Lauro César Muniz, 74 anos, é um dos homens mais importantes da TV brasileira. Mais do que ser um dos maiores dramaturgos em atividade, é daqueles que defendem pontos de vista polêmicos com convicção e destemor. Muniz foi da Globo por décadas, mas encerrou o contrato com a maior emissora do País depois de uma notória “geladeira” de cinco anos. Hoje, terça-feira, 10, às 22h15, estreia sua terceira novela nessa sua segunda passagem pela Record, onde ficou afastado por 35 anos. O autor não escreve Máscaras sozinho. Renato Modesto é coautor, e há ainda a colaboração na dramaturgia de Mario Viana, Mariana Vielmond e João Gabriel Carneiro. A direção é de Ignacio Coqueiro, e o elenco inclui Fernando Pavão, Paloma Duarte, Petrônio Gontijo e Gisele Itié, dentre outros nomes. Muniz deu entrevista exclusiva à Brasileiros.
Brasileiros – O que podemos esperar de Máscaras?
Lauro César Muniz – A novela aborda o tema da busca de outra identidade. Um cruzeiro marítimo, de maneira geral, provoca em alguns passageiros uma liberação de comportamento, buscando vivenciar novas experiências. O ambiente estimula a fantasia, propicia o uso de “máscaras” sociais. Um dos personagens levará essa experiência às últimas consequências, viverá essa transformação de forma radical. Trocará de identidade com um homem que tentou matá-lo, e que morre nessa tentativa. Mas o morto reaparece na identidade de quem julga que ele morreu. Uma trama policial cheia de reviravoltas e surpresas.
Brasileiros – Como entreter telespectadores para tramas que demoram quase um ano para acabar? Como contar uma história por tanto tempo?
LCM – Há um limite para qualquer história. Uma novela de 200 capítulos só se mantém porque é preenchida por muitas redundâncias, flashbacks desnecessários, criação de novas histórias quando tudo já parece ter sido dito, barrigas que o telespectador suporta com enorme paciência. A fórmula da novela longa está superada. Ela se mantém viva graças às imposições das emissoras, que ainda não pararam para pensar sobre a questão. Inércia, comodismo. Diz-se que uma novela de 200 capítulos se paga na metade, pois bem, uma de 120 também terá seu ponto de equilíbrio na metade se houver uma proporção equivalente de personagens. A novela de 200 capítulos necessita uns 60 personagens (há quem peça 100). A novela de 120 capítulos, concentrada na ação principal, poderá ter apenas 25 personagens. Menos personagens, menos cenários, menos locações. O autor se estimulará a escrever e o estilo não se perderá como acontece hoje com a interferência de tantos colaboradores. Ganharão a emissora, os autores, o elenco (que fará mais rodízio), os diretores (terão condições de centralizar os trabalhos sem dividir com tantos outros profissionais com estilo diferente) e o público. Estou a todo momento ouvindo as pessoas dizerem: essa novela não acaba mais?
Brasileiros – A classe C também é seu alvo? Existe pressão na Record para agradá-la ou criar empatia com esses 54% da população brasileira?

• [Tarefa proposta a]: Indique somente a quantidade de linhas dos registros que contêm a palavra "concrete".

• [Trechos dos registros]:
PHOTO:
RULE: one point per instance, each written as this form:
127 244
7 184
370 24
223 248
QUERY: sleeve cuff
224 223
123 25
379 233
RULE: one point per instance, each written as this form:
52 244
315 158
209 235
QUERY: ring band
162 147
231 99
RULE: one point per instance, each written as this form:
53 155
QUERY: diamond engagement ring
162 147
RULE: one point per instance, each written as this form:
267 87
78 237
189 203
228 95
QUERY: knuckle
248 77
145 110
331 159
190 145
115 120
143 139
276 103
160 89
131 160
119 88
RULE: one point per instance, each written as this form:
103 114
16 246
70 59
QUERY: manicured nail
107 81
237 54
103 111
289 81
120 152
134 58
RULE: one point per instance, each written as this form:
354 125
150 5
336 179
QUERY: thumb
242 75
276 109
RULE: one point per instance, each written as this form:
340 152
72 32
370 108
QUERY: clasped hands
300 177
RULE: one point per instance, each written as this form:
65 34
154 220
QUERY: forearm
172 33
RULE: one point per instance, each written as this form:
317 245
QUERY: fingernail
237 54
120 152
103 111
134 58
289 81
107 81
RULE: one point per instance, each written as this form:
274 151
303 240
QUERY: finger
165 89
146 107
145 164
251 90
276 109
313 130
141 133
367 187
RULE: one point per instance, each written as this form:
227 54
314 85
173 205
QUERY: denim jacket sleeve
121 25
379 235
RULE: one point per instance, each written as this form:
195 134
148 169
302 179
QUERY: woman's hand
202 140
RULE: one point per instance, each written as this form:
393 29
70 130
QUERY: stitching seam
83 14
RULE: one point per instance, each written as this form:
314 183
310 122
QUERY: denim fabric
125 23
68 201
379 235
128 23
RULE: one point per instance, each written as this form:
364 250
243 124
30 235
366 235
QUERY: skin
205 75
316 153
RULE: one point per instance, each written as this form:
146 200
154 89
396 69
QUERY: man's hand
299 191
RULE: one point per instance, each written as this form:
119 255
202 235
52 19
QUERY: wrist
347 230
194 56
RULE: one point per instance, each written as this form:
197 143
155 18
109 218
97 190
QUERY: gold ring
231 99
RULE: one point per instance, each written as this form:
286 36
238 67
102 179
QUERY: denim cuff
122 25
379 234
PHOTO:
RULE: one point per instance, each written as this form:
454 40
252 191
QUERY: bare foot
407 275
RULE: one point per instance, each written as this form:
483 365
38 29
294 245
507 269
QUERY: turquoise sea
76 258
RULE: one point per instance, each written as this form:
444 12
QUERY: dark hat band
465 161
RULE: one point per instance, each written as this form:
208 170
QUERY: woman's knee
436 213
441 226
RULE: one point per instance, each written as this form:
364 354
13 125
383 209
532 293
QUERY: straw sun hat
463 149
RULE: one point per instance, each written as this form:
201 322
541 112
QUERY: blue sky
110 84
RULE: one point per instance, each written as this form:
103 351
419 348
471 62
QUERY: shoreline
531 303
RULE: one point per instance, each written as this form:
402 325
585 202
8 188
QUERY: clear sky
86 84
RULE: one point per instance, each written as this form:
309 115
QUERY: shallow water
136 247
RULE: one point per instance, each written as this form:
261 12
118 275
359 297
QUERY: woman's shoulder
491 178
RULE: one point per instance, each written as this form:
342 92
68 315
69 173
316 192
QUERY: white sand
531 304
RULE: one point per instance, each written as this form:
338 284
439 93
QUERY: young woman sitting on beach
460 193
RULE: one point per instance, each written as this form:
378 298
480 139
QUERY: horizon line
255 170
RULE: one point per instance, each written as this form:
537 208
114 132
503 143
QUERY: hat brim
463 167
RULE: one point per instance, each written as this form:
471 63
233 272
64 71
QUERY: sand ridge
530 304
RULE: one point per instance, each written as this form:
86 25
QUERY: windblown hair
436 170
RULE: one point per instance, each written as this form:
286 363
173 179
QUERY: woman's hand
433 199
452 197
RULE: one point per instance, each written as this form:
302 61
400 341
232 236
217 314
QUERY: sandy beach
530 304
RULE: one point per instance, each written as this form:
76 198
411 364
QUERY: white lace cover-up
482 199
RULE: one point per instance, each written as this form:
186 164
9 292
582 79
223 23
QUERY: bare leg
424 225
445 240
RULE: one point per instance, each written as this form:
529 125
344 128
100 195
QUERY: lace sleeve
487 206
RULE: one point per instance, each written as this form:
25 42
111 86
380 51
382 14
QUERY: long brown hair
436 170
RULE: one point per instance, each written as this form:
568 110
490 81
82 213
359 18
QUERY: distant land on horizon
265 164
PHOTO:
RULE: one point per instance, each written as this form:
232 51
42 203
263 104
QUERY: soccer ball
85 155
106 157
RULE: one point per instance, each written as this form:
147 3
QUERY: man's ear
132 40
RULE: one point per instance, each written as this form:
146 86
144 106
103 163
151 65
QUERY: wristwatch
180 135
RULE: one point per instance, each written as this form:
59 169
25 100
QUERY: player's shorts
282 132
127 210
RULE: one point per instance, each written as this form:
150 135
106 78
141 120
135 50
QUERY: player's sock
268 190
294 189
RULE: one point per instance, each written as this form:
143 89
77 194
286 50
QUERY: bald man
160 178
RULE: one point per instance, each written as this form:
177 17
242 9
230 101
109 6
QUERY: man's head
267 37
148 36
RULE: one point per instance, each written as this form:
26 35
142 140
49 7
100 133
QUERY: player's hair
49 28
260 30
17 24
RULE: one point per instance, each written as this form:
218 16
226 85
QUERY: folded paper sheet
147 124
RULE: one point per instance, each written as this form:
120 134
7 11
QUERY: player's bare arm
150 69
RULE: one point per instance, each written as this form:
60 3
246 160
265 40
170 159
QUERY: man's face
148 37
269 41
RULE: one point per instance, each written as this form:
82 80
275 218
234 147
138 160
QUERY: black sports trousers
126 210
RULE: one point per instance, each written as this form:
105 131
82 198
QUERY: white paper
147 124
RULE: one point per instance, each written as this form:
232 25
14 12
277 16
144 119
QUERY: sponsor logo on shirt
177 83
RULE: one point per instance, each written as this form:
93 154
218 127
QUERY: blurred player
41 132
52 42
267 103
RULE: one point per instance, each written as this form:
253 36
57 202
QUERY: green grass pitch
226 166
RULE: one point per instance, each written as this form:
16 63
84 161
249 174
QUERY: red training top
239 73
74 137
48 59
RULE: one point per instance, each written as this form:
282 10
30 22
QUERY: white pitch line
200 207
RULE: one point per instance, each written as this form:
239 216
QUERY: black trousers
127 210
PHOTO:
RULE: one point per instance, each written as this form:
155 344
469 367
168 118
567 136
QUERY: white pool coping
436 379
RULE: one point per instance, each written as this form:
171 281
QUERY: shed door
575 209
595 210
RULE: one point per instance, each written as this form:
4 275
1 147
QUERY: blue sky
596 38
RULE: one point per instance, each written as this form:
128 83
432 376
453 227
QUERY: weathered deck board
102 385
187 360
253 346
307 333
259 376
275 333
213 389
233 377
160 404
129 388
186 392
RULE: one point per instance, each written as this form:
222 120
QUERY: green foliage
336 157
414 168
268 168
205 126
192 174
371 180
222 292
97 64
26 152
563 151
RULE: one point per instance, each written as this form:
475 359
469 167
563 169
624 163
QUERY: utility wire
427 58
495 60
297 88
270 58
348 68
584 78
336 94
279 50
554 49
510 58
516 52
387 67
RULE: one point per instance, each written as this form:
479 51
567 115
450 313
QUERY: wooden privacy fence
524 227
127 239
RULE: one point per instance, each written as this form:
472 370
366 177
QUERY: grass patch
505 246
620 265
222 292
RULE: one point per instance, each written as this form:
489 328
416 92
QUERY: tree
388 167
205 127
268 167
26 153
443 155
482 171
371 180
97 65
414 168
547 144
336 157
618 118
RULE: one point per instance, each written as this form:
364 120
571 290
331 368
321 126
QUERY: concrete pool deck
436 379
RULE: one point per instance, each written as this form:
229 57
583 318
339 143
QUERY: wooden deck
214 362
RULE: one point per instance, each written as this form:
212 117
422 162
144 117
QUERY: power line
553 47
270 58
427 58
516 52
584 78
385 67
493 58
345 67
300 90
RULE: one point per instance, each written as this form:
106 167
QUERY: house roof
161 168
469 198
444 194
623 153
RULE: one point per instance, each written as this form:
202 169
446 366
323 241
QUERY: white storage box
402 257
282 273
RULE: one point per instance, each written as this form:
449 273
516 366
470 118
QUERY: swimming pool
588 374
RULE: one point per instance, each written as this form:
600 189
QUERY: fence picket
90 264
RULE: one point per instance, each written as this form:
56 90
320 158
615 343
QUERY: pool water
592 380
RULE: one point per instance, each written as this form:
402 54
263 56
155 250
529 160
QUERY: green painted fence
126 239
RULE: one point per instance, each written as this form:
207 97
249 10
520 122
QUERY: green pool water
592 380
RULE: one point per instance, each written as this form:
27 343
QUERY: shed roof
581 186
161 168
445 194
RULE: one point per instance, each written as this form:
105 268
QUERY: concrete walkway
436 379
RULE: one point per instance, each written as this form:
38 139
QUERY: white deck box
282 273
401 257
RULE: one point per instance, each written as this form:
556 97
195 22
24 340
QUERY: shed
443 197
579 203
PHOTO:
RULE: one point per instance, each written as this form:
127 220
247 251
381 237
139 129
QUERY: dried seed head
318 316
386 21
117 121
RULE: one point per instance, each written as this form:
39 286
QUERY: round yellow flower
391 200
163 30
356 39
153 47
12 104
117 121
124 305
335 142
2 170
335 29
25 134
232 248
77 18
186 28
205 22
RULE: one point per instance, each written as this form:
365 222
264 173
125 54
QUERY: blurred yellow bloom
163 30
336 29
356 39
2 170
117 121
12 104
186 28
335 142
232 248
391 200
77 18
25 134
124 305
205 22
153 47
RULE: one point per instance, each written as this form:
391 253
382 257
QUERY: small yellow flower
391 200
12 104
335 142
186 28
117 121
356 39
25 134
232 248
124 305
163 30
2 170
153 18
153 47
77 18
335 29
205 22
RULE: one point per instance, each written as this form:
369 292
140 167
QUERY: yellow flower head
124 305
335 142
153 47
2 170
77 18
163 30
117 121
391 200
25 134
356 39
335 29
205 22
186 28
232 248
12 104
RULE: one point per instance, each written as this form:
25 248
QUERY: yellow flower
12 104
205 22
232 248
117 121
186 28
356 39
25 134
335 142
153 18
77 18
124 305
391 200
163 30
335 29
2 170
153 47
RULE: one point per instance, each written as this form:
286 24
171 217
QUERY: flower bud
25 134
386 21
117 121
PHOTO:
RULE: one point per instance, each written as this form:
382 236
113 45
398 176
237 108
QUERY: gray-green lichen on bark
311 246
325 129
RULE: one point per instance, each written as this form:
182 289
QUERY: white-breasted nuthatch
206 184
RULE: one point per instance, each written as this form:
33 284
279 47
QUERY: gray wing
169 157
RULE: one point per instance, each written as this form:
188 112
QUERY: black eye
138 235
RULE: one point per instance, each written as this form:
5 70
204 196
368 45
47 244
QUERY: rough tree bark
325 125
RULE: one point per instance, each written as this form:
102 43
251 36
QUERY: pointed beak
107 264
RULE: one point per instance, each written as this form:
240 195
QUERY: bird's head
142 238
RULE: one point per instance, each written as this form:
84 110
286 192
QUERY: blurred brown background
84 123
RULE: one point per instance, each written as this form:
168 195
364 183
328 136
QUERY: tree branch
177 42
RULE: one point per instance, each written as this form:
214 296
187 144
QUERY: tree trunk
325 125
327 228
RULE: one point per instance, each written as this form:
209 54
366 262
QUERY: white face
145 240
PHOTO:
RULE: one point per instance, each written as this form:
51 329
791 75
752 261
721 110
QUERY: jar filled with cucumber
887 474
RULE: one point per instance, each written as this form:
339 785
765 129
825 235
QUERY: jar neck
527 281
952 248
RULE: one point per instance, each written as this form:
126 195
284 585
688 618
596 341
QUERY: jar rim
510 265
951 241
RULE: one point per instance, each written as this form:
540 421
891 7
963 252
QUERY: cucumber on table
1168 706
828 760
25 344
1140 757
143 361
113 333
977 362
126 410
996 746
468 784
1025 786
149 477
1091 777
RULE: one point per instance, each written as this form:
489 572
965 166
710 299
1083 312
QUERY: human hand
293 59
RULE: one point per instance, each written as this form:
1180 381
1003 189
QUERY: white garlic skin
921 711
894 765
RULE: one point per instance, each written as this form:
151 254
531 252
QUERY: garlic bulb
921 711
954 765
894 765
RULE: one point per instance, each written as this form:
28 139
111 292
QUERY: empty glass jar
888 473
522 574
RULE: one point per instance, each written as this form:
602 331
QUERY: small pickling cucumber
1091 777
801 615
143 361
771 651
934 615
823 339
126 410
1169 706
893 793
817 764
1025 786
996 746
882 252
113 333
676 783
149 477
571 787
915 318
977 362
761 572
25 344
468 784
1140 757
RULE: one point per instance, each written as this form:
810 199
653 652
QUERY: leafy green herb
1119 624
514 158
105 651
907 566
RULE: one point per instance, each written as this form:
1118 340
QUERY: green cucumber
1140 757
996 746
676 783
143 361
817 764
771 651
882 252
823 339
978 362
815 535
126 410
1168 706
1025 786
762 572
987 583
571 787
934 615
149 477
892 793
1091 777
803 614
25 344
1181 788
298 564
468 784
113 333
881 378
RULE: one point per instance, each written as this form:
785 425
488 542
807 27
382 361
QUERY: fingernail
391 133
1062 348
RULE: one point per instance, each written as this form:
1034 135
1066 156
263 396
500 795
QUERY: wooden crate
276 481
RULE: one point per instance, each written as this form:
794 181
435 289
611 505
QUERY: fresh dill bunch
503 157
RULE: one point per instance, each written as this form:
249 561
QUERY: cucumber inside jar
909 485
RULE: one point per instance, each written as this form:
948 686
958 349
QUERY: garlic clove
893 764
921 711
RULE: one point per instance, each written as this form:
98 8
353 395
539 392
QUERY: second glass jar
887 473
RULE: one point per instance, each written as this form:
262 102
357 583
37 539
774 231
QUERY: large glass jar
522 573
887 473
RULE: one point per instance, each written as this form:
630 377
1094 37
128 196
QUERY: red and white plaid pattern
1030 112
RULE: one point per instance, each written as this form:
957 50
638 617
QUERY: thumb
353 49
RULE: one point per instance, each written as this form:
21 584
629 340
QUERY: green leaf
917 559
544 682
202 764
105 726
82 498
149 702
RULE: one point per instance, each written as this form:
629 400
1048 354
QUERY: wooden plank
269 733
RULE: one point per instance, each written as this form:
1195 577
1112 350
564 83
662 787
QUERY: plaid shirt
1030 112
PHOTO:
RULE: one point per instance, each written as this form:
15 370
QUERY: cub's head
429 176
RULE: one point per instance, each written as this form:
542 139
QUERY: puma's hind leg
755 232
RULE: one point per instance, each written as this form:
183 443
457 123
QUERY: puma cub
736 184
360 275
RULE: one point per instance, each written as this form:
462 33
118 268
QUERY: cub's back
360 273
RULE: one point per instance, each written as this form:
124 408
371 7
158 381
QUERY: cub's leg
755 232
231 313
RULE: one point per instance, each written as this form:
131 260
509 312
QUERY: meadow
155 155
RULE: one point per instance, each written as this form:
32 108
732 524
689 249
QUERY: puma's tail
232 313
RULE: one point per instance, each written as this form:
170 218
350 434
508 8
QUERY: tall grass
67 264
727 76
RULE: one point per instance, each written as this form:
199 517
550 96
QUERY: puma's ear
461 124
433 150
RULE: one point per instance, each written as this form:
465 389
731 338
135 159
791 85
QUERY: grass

• [Tarefa proposta b]: Relacione todos os integrantes do elenco de Máscaras citados nominalmente na entrevista com Lauro César Muniz.

• [Resolução redigida a]: 2

• [Resolução redigida b]: Fernando Pavão, Paloma Duarte, Petrônio Gontijo e Gisele Itié.